[Source extract]

● ● ● ● ●

But the court rejected that narrow view of information. The data whose use Vermont sought to limit constituted facts about what drugs were being prescribed, and facts are clearly protected under the First Amendment. As the court concluded, "Facts, after all, are the beginning point for much of the speech that is most essential to advance human knowledge and to conduct human affairs."
"Obscenity" definition not extended to violence
In today's decision, California had hoped to convince the court to extend the definition of "obscenity" to include depictions of violence in video games. (States are permitted to regulate obscene content despite the First Amendment.)
California tried to shoehorn a vague definition of "violent video games" into the already narrow obscenity jurisprudence. Today's decision reflects a complete rejection of that effort, dooming California's law and similar statutes enacted by other states.
From the outset, legal scholars saw California's argument as a Hail Mary pass. Obscenity is a narrow category of speech dealing with extreme sexual content and one of a very few exceptions to the general rule that the First Amendment prohibits content-based restrictions.
During a long period in the 1960s and 1970s in which the Supreme Court struggled to define the limits of its obscenity rule, it was clear the justices were never entirely comfortable with the category and were careful to limits its use.
Even before the advent of video games, the court had consistently rejected efforts to treat violence in film, literature, and even comic books as a related category of speech lacking "serious literary, artistic, political, or scientific value," a key criteria in the obscenity exception.
For example, in U.S. v. Stevens, a case decided last year, the court rejected efforts by law enforcement agents to prosecute the operator of Web site selling videos depicting animal cruelty. (Animal cruelty itself, including the acts depicted in films, can be punished, but not the sale or possession of the films.)
Writing for today's majority, Justice Antonin Scalia noted that "in Stevens, we held that new categories of unprotected speech may not be added to the list by a legislature that concludes certain speech is too harmful to be tolerated." The holding in Stevens, he said, "controls this case."
But unlike the federal statute involved in the Stevens case, California's legislature sought only to ban the sale of violent video games to minors. That limit was not enough to save the law. Even minors, the majority noted, have significant if not full First Amendment rights.
Quoting a 1975 case involving nudity at drive-in movie theaters, today's majority agreed that "Speech that is neither obscene as to youths nor subject to some other legitimate proscription cannot be suppressed solely to protect the young from ideas or images that a legislative body thinks unsuitable for them."

● ● ● ● ●

[Data shown]
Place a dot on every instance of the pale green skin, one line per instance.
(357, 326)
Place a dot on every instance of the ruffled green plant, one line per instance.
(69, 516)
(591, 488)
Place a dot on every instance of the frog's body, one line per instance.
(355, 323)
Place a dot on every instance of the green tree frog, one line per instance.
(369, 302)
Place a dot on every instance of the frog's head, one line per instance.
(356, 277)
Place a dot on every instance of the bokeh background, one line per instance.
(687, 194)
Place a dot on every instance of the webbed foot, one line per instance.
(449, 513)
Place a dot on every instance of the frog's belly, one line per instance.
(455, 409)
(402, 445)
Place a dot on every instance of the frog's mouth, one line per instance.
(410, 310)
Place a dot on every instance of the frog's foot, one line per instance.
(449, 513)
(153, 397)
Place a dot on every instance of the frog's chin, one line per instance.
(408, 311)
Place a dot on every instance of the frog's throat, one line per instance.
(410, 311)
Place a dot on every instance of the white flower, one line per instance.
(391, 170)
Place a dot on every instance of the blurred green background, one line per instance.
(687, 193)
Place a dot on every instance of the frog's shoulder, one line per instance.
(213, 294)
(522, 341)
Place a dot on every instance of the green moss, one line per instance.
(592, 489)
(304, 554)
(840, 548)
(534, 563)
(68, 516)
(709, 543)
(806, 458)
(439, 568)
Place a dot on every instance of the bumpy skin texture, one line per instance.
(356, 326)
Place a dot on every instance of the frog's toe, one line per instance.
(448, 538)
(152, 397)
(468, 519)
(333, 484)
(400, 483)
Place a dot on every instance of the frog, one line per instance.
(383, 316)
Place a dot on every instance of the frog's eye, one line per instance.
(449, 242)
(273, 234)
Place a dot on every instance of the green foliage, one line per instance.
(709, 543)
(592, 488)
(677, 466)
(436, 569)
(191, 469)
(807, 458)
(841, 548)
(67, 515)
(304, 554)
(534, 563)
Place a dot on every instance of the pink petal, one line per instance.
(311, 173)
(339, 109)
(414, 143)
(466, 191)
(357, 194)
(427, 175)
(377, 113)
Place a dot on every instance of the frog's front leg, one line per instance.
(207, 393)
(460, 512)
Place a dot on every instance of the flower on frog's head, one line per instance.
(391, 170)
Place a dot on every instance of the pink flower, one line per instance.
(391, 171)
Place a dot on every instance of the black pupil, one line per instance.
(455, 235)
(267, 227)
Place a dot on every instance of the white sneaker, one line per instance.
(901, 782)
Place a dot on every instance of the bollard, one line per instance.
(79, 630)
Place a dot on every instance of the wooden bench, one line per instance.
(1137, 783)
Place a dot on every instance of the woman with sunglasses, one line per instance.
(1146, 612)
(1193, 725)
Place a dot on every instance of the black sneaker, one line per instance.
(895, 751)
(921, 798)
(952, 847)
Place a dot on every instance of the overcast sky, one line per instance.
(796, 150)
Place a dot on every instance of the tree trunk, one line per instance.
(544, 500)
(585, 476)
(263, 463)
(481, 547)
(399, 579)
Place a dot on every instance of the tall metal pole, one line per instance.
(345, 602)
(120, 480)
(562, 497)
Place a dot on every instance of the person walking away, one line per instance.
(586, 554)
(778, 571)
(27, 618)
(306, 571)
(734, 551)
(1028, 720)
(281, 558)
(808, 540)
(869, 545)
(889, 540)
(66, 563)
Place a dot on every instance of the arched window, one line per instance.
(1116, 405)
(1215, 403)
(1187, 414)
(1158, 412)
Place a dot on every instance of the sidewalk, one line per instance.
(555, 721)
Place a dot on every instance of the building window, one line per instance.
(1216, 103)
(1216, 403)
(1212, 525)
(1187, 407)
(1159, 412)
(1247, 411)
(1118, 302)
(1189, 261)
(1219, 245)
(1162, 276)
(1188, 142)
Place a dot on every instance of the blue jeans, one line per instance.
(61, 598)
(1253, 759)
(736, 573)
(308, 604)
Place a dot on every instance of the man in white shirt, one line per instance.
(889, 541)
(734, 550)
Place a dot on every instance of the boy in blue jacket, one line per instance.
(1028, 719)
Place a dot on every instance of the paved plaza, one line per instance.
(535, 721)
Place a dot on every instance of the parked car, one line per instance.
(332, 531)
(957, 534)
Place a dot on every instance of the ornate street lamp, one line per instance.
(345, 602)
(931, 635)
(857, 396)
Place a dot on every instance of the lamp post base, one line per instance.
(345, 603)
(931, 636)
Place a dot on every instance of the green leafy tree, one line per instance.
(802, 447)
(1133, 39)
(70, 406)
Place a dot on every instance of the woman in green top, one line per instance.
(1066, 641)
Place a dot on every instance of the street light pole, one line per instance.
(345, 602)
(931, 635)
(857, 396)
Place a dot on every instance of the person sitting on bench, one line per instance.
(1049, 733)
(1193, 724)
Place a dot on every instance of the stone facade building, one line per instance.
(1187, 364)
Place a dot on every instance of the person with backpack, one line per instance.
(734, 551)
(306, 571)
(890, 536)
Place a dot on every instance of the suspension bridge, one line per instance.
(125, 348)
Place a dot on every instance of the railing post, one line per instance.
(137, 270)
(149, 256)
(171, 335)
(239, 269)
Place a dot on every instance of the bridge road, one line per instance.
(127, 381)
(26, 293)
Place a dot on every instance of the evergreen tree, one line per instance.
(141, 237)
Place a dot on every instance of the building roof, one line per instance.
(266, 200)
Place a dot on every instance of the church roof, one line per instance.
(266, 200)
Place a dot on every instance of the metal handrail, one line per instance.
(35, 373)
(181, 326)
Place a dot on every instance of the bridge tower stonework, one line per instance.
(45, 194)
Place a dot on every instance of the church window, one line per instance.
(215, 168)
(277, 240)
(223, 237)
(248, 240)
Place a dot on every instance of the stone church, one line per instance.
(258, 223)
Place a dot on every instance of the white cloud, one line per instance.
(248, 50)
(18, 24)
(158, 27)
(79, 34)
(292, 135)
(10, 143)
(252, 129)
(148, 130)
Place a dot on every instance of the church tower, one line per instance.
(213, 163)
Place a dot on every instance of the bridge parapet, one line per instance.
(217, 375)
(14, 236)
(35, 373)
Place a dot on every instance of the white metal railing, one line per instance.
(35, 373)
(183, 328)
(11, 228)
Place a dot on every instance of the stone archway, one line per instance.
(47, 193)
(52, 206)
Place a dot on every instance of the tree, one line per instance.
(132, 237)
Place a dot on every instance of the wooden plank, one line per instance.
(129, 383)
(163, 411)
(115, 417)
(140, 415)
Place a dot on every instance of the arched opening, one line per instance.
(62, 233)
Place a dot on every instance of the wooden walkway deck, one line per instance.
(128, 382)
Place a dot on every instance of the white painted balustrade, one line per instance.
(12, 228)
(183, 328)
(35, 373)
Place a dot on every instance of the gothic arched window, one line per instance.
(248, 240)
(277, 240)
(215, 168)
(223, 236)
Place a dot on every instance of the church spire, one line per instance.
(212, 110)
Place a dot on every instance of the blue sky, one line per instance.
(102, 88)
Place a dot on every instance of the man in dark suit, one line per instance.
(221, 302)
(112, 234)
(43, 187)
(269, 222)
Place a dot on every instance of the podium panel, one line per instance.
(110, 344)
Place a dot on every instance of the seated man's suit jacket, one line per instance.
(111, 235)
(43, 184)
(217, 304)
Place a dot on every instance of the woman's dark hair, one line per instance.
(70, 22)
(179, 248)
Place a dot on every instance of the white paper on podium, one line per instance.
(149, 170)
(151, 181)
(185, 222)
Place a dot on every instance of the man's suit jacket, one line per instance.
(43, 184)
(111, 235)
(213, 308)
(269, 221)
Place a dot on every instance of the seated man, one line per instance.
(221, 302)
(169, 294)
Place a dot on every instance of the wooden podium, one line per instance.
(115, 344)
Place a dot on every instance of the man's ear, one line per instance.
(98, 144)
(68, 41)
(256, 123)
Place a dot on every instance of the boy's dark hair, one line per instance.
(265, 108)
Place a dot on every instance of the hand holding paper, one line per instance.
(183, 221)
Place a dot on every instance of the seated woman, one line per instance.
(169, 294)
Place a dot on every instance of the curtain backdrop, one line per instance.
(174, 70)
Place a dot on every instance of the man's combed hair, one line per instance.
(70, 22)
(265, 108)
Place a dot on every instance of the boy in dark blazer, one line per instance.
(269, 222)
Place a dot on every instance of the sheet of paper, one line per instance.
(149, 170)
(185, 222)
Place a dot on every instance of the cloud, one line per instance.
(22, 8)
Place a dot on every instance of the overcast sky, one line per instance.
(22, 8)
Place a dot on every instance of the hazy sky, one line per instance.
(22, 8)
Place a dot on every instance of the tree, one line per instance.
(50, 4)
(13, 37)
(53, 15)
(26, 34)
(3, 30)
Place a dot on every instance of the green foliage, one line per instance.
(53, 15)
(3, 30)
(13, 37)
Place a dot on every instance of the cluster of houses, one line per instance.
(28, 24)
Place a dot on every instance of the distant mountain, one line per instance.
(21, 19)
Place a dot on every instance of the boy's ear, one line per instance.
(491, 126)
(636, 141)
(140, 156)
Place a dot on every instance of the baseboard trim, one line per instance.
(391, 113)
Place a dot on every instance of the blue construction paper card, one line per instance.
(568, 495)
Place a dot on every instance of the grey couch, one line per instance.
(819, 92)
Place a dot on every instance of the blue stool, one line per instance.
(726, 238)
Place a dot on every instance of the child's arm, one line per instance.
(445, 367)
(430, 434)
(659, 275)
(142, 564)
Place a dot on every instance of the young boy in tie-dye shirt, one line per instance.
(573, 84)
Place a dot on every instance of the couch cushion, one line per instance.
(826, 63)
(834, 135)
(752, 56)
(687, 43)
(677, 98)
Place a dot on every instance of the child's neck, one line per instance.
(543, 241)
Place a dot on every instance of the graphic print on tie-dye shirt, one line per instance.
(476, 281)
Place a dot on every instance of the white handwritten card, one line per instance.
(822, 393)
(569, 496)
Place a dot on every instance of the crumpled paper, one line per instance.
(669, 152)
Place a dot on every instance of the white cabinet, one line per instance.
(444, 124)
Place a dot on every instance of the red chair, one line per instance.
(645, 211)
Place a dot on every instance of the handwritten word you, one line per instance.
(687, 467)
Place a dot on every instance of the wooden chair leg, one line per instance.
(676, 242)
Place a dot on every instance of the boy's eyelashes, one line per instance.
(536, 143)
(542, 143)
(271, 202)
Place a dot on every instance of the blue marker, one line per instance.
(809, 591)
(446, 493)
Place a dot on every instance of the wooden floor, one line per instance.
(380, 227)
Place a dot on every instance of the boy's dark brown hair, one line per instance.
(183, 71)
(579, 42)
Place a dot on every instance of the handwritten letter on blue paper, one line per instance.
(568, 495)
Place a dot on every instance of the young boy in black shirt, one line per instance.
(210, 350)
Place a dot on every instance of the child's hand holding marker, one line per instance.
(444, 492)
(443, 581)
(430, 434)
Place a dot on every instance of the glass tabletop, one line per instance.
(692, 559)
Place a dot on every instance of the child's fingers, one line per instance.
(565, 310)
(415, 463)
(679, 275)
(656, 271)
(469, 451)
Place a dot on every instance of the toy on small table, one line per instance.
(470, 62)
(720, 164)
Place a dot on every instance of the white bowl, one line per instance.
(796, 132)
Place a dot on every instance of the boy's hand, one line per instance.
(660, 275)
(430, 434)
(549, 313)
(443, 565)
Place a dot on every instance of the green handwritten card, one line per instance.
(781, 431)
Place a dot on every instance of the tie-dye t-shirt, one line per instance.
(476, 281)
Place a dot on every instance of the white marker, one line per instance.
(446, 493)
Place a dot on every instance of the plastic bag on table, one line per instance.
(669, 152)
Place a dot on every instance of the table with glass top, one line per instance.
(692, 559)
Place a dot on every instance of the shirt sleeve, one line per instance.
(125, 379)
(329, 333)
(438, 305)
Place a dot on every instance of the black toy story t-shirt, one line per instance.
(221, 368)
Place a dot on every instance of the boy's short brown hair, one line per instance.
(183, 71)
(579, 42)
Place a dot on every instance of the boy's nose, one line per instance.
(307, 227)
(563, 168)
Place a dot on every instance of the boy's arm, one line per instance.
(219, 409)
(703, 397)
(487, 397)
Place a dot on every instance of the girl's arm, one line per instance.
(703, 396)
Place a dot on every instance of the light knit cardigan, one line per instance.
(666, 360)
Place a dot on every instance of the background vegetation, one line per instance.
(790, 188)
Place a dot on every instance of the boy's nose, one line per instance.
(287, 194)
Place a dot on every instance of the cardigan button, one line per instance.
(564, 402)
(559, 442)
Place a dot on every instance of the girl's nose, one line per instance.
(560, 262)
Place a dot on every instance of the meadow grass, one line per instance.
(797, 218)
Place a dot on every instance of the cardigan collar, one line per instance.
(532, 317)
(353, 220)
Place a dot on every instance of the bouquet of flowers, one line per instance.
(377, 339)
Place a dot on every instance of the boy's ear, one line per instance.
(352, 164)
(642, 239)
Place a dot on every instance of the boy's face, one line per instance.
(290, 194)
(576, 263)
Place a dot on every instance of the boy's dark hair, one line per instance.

● ● ● ● ●

[Written instruction A] Revise the text on the video game ruling from "During a long" through "of the films.)", starting at "During a long" and ending at "of the films.)", with "justices" changed to "judges".
[Written instruction B] In the text on the video game ruling, which kinds of value appear in the quoted phrase describing a key criterion of the obscenity exception?

[Task output A]
During a long period in the 1960s and 1970s in which the Supreme Court struggled to define the limits of its obscenity rule, it was clear the judges were never entirely comfortable with the category and were careful to limits its use.
Even before the advent of video games, the court had consistently rejected efforts to treat violence in film, literature, and even comic books as a related category of speech lacking "serious literary, artistic, political, or scientific value," a key criteria in the obscenity exception.
For example, in U.S. v. Stevens, a case decided last year, the court rejected efforts by law enforcement agents to prosecute the operator of Web site selling videos depicting animal cruelty. (Animal cruelty itself, including the acts depicted in films, can be punished, but not the sale or possession of the films.)

[Task output B] Literary, artistic, political, and scientific value.